* Exercise details: Show each line below that contains the word "black".
══ Provided data ══
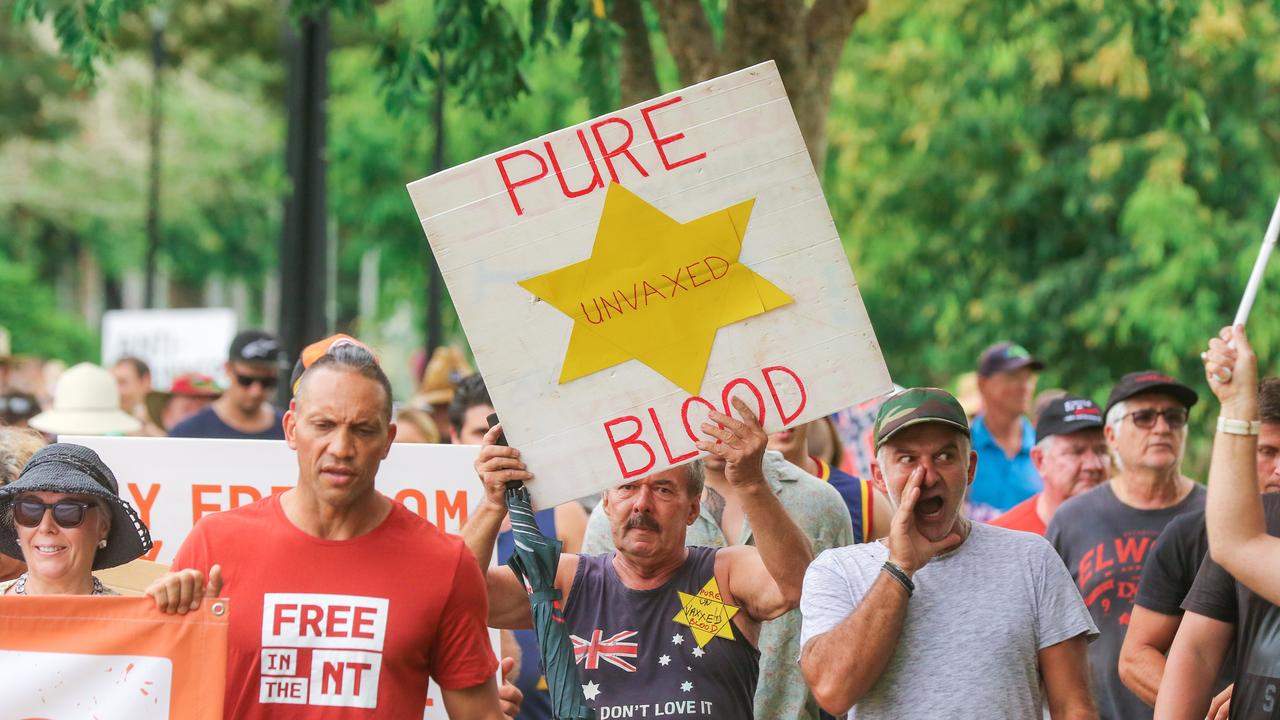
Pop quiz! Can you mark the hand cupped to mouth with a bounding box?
[915,495,947,520]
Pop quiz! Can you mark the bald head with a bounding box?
[293,345,392,421]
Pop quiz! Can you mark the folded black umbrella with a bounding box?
[507,483,595,720]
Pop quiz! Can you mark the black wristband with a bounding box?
[881,560,915,597]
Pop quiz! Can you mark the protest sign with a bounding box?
[408,61,891,507]
[102,307,236,389]
[59,437,498,720]
[0,596,228,720]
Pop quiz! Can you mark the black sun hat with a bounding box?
[0,442,151,570]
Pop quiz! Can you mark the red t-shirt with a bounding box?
[991,493,1044,537]
[173,496,498,720]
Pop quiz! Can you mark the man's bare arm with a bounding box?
[1038,635,1098,720]
[1156,611,1235,720]
[1204,325,1280,603]
[440,679,506,720]
[698,397,813,621]
[1120,605,1181,706]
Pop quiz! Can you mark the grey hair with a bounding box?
[293,343,392,421]
[1106,400,1129,428]
[0,428,45,486]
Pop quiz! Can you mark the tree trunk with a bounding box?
[612,0,662,108]
[637,0,868,178]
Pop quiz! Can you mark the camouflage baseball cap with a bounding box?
[876,387,969,450]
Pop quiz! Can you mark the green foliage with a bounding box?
[0,51,285,312]
[328,28,590,333]
[13,0,150,82]
[827,0,1280,468]
[13,0,620,118]
[0,254,97,363]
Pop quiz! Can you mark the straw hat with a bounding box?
[29,363,142,436]
[413,345,475,405]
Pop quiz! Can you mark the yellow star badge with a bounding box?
[672,578,737,647]
[520,183,791,395]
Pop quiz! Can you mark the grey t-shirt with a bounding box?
[1044,482,1204,720]
[800,523,1098,720]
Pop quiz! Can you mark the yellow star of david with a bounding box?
[520,183,791,395]
[672,578,737,647]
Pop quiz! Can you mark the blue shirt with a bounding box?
[965,415,1044,523]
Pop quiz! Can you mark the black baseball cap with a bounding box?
[1103,370,1199,415]
[1036,395,1102,442]
[227,331,285,368]
[978,341,1044,378]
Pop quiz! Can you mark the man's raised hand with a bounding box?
[1201,325,1258,419]
[474,423,534,512]
[888,466,964,575]
[695,397,769,487]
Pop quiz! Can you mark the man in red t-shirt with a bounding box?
[147,336,503,720]
[979,396,1111,536]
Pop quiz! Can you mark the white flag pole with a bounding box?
[1231,190,1280,325]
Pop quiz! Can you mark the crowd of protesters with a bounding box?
[0,320,1280,720]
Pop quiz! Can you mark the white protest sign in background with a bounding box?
[66,436,499,719]
[408,61,892,507]
[102,307,236,389]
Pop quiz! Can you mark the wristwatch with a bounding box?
[1217,415,1262,436]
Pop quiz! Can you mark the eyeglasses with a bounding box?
[13,500,97,528]
[1125,407,1187,430]
[0,395,38,418]
[236,373,280,389]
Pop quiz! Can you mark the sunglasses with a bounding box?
[0,395,40,418]
[1125,407,1187,430]
[13,500,97,528]
[236,373,280,389]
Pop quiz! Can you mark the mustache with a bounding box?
[626,512,662,532]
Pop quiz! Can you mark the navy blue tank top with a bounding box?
[564,547,760,720]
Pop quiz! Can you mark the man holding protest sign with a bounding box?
[463,398,808,719]
[800,388,1097,720]
[582,425,855,720]
[148,336,502,719]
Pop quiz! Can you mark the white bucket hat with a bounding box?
[31,363,142,436]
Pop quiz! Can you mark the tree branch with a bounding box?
[612,0,662,106]
[653,0,719,85]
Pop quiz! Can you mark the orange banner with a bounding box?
[0,596,229,720]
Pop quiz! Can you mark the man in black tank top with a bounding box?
[462,398,813,720]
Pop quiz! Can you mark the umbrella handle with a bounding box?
[488,413,525,489]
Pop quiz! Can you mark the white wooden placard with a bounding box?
[408,61,892,507]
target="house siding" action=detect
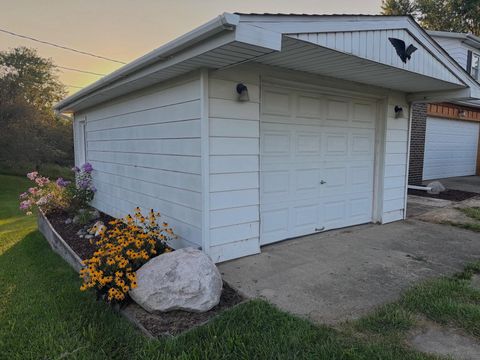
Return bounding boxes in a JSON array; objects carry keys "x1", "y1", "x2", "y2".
[
  {"x1": 382, "y1": 93, "x2": 409, "y2": 223},
  {"x1": 208, "y1": 66, "x2": 409, "y2": 262},
  {"x1": 76, "y1": 75, "x2": 202, "y2": 247},
  {"x1": 289, "y1": 29, "x2": 466, "y2": 84},
  {"x1": 208, "y1": 71, "x2": 260, "y2": 262}
]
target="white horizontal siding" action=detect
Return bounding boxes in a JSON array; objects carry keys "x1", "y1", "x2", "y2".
[
  {"x1": 78, "y1": 76, "x2": 202, "y2": 246},
  {"x1": 205, "y1": 70, "x2": 260, "y2": 262},
  {"x1": 382, "y1": 94, "x2": 409, "y2": 223}
]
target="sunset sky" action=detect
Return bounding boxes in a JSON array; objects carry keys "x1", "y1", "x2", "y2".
[{"x1": 0, "y1": 0, "x2": 381, "y2": 93}]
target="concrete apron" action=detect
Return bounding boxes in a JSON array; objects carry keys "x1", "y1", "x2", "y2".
[{"x1": 219, "y1": 220, "x2": 480, "y2": 324}]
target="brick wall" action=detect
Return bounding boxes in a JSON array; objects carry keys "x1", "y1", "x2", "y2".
[{"x1": 408, "y1": 104, "x2": 427, "y2": 185}]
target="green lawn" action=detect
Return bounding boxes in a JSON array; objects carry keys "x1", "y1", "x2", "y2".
[{"x1": 0, "y1": 175, "x2": 480, "y2": 360}]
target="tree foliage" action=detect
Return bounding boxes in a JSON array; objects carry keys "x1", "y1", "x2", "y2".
[
  {"x1": 382, "y1": 0, "x2": 480, "y2": 35},
  {"x1": 0, "y1": 47, "x2": 73, "y2": 171},
  {"x1": 382, "y1": 0, "x2": 415, "y2": 15}
]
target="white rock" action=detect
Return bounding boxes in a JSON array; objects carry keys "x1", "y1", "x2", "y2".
[
  {"x1": 130, "y1": 248, "x2": 223, "y2": 312},
  {"x1": 427, "y1": 181, "x2": 446, "y2": 195}
]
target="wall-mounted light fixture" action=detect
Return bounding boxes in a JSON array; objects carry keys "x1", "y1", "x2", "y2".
[
  {"x1": 237, "y1": 83, "x2": 250, "y2": 101},
  {"x1": 394, "y1": 105, "x2": 403, "y2": 119}
]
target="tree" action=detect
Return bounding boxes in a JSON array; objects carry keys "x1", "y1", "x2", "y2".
[
  {"x1": 382, "y1": 0, "x2": 415, "y2": 16},
  {"x1": 0, "y1": 47, "x2": 73, "y2": 174},
  {"x1": 382, "y1": 0, "x2": 480, "y2": 35},
  {"x1": 0, "y1": 47, "x2": 66, "y2": 110}
]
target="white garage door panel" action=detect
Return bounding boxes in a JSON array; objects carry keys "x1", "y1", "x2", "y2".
[
  {"x1": 260, "y1": 89, "x2": 375, "y2": 244},
  {"x1": 423, "y1": 118, "x2": 479, "y2": 180}
]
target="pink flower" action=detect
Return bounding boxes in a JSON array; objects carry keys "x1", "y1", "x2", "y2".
[
  {"x1": 27, "y1": 171, "x2": 38, "y2": 181},
  {"x1": 35, "y1": 176, "x2": 50, "y2": 187},
  {"x1": 20, "y1": 200, "x2": 32, "y2": 210},
  {"x1": 36, "y1": 196, "x2": 48, "y2": 206}
]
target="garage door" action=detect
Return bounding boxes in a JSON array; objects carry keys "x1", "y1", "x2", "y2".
[
  {"x1": 423, "y1": 118, "x2": 479, "y2": 180},
  {"x1": 260, "y1": 87, "x2": 376, "y2": 245}
]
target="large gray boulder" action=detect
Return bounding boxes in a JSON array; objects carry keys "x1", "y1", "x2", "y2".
[{"x1": 130, "y1": 248, "x2": 223, "y2": 313}]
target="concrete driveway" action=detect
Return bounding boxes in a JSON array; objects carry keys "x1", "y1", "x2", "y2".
[
  {"x1": 423, "y1": 176, "x2": 480, "y2": 194},
  {"x1": 219, "y1": 220, "x2": 480, "y2": 324}
]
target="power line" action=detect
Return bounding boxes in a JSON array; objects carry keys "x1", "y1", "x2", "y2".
[
  {"x1": 0, "y1": 29, "x2": 126, "y2": 64},
  {"x1": 54, "y1": 65, "x2": 107, "y2": 76},
  {"x1": 63, "y1": 84, "x2": 85, "y2": 89}
]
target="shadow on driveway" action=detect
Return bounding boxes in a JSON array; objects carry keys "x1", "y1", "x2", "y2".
[{"x1": 219, "y1": 219, "x2": 480, "y2": 324}]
═══
* Exercise output:
Pop quiz! Can you mark the folded black umbrella with a bounding box?
Pop quiz! Can you mark the black wristband with a bounding box?
Pop quiz! Can you mark the black sun hat with a bounding box?
Pop quiz! Can you mark the black baseball cap with a bounding box?
Pop quiz! Can you mark the man in black tank top with a bounding box?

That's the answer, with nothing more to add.